Start of Study text

In addition to the school's football program, Poly's sports include basketball, soccer, cross-country, track and field, lacrosse, baseball, hockey, swimming, tennis, volleyball, and wrestling. The boys' basketball team won three state championship titles in a row between 2016 and 2019. The Poly "Engineers" baseball team has won nine Baltimore City championships since 2005 under head coach Corey Goodwin.

=== Football ===
Since the early 1900s the "Engineers" of the Polytechnic Institute, along with longtime arch-rival The Baltimore City College's, "Collegians" / "Black Knights" had dominated the old public – private schools athletic league of the Maryland Scholastic Association (M.S.A.) which existed 1919 to 1993 in the local prep sports scene. However, since joining the newer state-wide Maryland Public Secondary Schools Athletic Association (MPSSAA – founded 1946) in 1993, Poly made it to the final playoff football game once in 1993, the semi-finals once in 1997 and the quarterfinals in 1994 and 1998.

==== Poly and City ====
The Poly-City football rivalry is the oldest American football rivalry in Maryland and one of the oldest public school rivalries in the United States.

The rivalry here in "The Monumental City" began in the Autumn of 1889, when a team from The Baltimore City College ("City" "Collegians") then situated at North Howard and West Centre Streets since 1875 with its first structure of two (which unfortunately collapsed in August 1892 because of undermining from construction of the underground Howard Street Tunnel bypassing congested Downtown Baltimore for the Baltimore and Ohio Railroad). After seven years of temporary exile in a former elementary school building they returned again to the same site at Howard and Centre to a new larger home followed in 1899, remaining there although increasingly overcrowded until the move to the "Castle" in 1928. The City College is reputed to be the third oldest public high school / secondary school in the nation, established 1839. and had unofficial student teams playing rugby and various earlier versions of American football starting back in the 1870s. Meanwhile, the B.M.T.S. / B.P.I. was in its also cramped quarters on Courtland Street (today's Saint Paul Street / Place / "Preston Gardens" site) and both public secondary schools in those days were with no campus or athletic fields, so forced to use nearby municipal parks like newly purchased Clifton or older Patterson or Druid Hill Parks. The two teams from neighboring all-boys high schools which were seven blocks apart in Downtown Baltimore, met in the new municipal Clifton Park (of the late noted Baltimore merchant / banker / philanthropist Johns Hopkins (1795–1873) summer / country estate and mansion "Clifton") against a team of "scrubs" from the new Baltimore Manual Training School (the future renamed Baltimore Polytechnic Institute ("Poly") four years later in 1893), then located on the northeast corner of the former Courtland / now St. Paul Street and East Saratoga Street in Downtown Baltimore. It has continued annually every Fall season in numerous locations, parks and fields, most notably at the new Homewood Field of the "Blue Jays" of The Johns Hopkins University at their new spacious campus off North Charles Street and University Parkway, where they moved in 1914. City leads the series with the record standing at 66–62–6.

End of Study text

Your task: Rewrite the passage of the Poly athletics text starting with "In addition to" and going on through "coach Corey Goodwin.", putting "consecutively" in place of "in a row". Answer from the text alone.

Start of Dataset content

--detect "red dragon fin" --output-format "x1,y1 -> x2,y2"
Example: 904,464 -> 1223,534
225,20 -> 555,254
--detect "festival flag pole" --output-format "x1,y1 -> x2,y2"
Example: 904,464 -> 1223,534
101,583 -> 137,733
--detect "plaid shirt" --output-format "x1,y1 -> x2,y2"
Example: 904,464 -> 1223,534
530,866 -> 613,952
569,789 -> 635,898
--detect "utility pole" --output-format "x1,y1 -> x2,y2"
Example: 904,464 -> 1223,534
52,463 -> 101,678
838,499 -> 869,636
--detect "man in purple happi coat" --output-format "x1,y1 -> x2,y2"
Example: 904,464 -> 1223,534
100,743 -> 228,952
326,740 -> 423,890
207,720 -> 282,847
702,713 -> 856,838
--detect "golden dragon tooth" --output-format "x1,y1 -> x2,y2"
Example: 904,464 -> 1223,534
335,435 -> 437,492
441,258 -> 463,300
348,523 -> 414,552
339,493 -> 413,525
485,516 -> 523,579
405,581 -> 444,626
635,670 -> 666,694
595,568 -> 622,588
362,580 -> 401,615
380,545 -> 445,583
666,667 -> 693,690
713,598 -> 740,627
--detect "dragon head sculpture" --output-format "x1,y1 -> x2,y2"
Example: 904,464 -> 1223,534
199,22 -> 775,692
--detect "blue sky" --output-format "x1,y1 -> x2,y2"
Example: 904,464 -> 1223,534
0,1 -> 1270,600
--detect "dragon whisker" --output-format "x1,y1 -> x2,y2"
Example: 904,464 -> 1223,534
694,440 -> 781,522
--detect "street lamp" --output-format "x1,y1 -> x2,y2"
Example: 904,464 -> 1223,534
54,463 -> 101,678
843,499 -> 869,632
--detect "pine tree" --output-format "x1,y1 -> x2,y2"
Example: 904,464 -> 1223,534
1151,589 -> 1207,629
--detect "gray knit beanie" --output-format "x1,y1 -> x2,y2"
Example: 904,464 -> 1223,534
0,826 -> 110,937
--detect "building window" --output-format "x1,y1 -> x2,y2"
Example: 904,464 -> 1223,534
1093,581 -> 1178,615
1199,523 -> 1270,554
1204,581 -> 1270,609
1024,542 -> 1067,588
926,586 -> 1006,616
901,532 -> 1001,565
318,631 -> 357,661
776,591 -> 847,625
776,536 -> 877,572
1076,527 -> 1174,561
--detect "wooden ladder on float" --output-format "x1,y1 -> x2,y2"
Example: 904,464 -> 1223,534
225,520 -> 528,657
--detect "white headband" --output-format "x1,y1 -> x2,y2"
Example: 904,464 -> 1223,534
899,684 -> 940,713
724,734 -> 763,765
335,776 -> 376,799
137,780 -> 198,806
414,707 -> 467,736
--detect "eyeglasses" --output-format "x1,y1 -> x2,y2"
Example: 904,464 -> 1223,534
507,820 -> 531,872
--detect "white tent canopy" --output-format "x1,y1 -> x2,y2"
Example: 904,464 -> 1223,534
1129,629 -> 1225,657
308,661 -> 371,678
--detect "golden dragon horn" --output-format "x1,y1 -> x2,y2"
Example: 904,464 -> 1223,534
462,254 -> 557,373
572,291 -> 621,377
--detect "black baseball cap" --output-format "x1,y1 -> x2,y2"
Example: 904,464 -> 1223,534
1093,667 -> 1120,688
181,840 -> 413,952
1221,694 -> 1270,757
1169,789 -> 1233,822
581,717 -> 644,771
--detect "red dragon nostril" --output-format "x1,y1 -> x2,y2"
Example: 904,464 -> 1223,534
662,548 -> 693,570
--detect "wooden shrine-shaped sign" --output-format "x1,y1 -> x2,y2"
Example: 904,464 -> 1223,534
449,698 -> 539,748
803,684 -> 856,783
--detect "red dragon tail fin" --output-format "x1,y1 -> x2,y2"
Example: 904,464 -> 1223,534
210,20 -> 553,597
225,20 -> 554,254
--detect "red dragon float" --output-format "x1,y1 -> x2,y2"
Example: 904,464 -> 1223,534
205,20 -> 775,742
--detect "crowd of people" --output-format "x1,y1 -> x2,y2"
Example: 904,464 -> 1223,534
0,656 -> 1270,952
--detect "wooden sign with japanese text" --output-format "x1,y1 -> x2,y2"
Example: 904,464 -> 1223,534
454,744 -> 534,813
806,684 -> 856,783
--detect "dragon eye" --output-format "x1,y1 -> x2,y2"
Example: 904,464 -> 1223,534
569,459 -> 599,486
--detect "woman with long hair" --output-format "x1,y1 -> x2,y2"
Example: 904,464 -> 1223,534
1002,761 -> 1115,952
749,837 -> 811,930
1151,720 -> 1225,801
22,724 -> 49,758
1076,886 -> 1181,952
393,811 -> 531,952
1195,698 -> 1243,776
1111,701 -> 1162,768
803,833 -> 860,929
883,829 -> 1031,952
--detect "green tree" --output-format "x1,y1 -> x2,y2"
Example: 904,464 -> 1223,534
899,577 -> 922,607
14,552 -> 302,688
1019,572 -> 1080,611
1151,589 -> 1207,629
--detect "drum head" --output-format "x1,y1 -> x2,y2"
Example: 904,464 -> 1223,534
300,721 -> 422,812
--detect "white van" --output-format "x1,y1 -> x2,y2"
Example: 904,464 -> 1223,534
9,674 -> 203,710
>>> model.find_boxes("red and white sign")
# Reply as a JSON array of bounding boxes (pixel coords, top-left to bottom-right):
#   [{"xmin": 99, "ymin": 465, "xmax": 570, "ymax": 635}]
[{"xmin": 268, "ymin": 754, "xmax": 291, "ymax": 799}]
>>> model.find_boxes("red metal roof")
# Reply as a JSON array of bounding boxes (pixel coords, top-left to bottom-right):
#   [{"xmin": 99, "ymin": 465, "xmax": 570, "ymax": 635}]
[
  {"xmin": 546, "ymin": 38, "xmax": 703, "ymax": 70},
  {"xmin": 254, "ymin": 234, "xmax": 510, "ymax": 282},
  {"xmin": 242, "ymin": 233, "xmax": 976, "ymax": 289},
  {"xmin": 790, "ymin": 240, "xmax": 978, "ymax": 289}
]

End of Dataset content

Solution to this problem:
In addition to the school's football program, Poly's sports include basketball, soccer, cross-country, track and field, lacrosse, baseball, hockey, swimming, tennis, volleyball, and wrestling. The boys' basketball team won three state championship titles consecutively between 2016 and 2019. The Poly "Engineers" baseball team has won nine Baltimore City championships since 2005 under head coach Corey Goodwin.